• _ARBEITSAUFTRAG 1_
Fasse im Artikel über Rechen-Neurone im Gehirn den Absatz ab „Jetzt zeigt sich eine weitere Spezialisierung“ als kurze Liste zusammen. Die wichtigsten Fakten sollen erhalten bleiben.
• _ARBEITSAUFTRAG 2_
Welche schon bekannten Spezialisierungen des Gehirns auf Mathematik zählt der Artikel über Rechen-Neurone im Absatz ab „Das Rechnen und abstrakte mathematische Denken“ auf? Nenne alle.
• _ARBEITSAUFTRAG 3_
Schreib den Artikel über Rechen-Neurone im Gehirn nach seinem letzten Satz weiter.

• _TEXTAUSZUG_
........

Neurobiologie

Gehirn hat eigene Areale fürs Addieren und Subtrahieren

"Mathe-Neurone" im Gehirn feuern spezifisch je nach Art der Rechenaufgabe

Gehirn
Addieren und Subtrahieren werden in unserem Gehirn von jeweils speziellen Neuronen übernommen. © metamorworks/ Getty images

Ob Plus oder Minus macht für unser Gehirn einen Unterschied. Denn je nach Rechenoperation werden in unserem Denkorgan andere, jeweils spezifische Areale aktiv – unabhängig davon, ob wir mit Zahlen oder Textaufgaben rechnen, wie Forschende herausgefunden haben. Hirnzellen im Hippocampus sind dabei entweder aufs Addieren oder Subtrahieren spezialisiert, während Neuronen in einem benachbarten Bereich sich ihre Arbeit dynamisch teilen.

Das Rechnen und abstrakte mathematische Denken gehört zu den einzigartig menschlichen Fähigkeiten. Unser Gehirn hat dafür sogar eigene Schaltkreise und Areale entwickelt – unter anderem für das Erkennen von Zahlengrößen oder für die Verarbeitung der Zahl Null. Sogar Zählneuronen haben Wissenschaftler schon identifiziert. Bei Mathematikern springt zudem ein ganz spezielles Netzwerk an, wenn sie über höhere Mathematik nachdenken.

Blick in den rechnenden Schläfenlappen

Jetzt zeigt sich eine weitere Spezialisierung unseres Gehirns auf die Mathematik: Unser Gehirn hat sogar eigene Areale für die Rechenoperationen Addition und Subtraktion, wie Esther Kutter von der Universität Bonn und ihre Kollegen entdeckt haben. Für ihre Studie hatten sie die Chance genutzt, neun Epilepsiepatienten mithilfe der ihnen zu Diagnosezwecken eingepflanzten Elektroden ins Gehirn zu blicken. Damit war es möglich, sogar die Aktivität einzelner Gehirnzellen zu messen.

Im Fokus stand die Aktivität von 258 Neuronen im medialen Schläfenlappen. In diesem Hirnbereich liegen unter anderem der Hippocampus und der parahippocamale Cortex – Areale, die für das Gedächtnis und Lernen wichtig sind. Dort befinden sich aber auch die Neuronen, die auf bestimmte Zahlengrößen reagieren. Für ihre Studie haben die Forschenden daher untersucht, welche Neuronen reagieren, wenn die Testpersonen einfache Additions- und Subtraktionsaufgaben lösten – sowohl in Zahlen, wie in Symbol oder Textform.

Additions- und Subtraktions-Neuronen

Es zeigte sich: Eine kleine, aber signifikante Gruppe von Neuronen feuerte nur bei jeweils bestimmten Rechenaufgaben – entweder beim Addieren oder aber beim Subtrahieren. „Wenn die Versuchspersonen zum Beispiel die Aufgabe ‚5 und 3‘ rechnen mussten, sprangen bei ihnen die Additions-Neuronen an. Bei ‚7 weniger 4‘ dagegen die Subtraktions-Nervenzellen“, berichtet Kutter. Diese spezifische Reaktion war in beiden Hirnhälften in den gleichen Arealen angesiedelt.

........

• _AUSZÜGE AUS DATENSÄTZEN_

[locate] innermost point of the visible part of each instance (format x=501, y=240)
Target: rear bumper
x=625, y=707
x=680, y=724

........

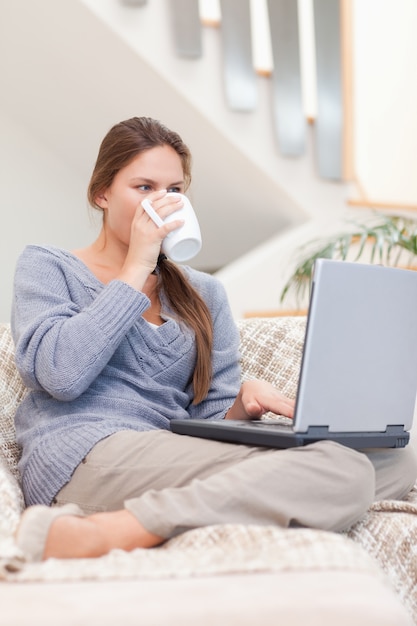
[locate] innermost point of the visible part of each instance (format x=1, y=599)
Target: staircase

........

• _SCHRIFTLICHE ANTWORT 1_
- Das Gehirn hat eigene Areale für Addition und Subtraktion.
- Das haben Esther Kutter von der Universität Bonn und ihre Kollegen entdeckt.
- Untersucht wurden neun Epilepsiepatienten, denen zur Diagnose Elektroden ins Gehirn eingepflanzt worden waren.
- So ließ sich sogar die Aktivität einzelner Gehirnzellen messen.

• _SCHRIFTLICHE ANTWORT 2_
- eigene Schaltkreise und Areale für das Erkennen von Zahlengrößen
- eigene Schaltkreise und Areale für die Verarbeitung der Zahl Null
- Zählneuronen
- ein spezielles Netzwerk, das bei Mathematikern anspringt, wenn sie über höhere Mathematik nachdenken

• _SCHRIFTLICHE ANTWORT 3_
Interessant auch: Das Feuern der Additions- oder Subtraktions-Neuronen geschah unabhängig davon, in welcher Form die Rechenaufgabe gestellt wurde: „Auch wenn wir die mathematischen Symbole durch Wörter ersetzten, blieb der Effekt derselbe“, erklärt Kutter. Die Forschenden schließen daraus, dass diese Neuronen eine mathematische Handlungsanweisung kodieren, egal in welcher Form diese gegeben wird.

Die Zuordnung der Neuronenaktivität zu den Rechenaufgaben war so klar erkennbar, dass ein darauf trainierter Algorithmus allein anhand der Hirnaktivität der Testpersonen erkennen konnte, ob sie gerade Zahlen addierten oder subtrahierten.

Statische und dynamische Arbeitsteilung

Die rechnenden Hirnzellen verteilen sich auf zwei mit dem Lernen und Gedächtnis assoziierte Hirnbereiche, den Hippocampus und den parahippocampalen Cortex. In beiden konnte das Forschungsteam Additions- und Subtraktions-Neuronengruppen identifizieren. Allerdings gibt es dabei einen Unterschied: Im Hippocampus scheint die Zuordnung der Hirnzellen zu den Matheaufgaben fest: Bei Additionen feuern immer dieselben Neuronen, bei der Subtraktion werden immer dieselben anderen Areale aktiv.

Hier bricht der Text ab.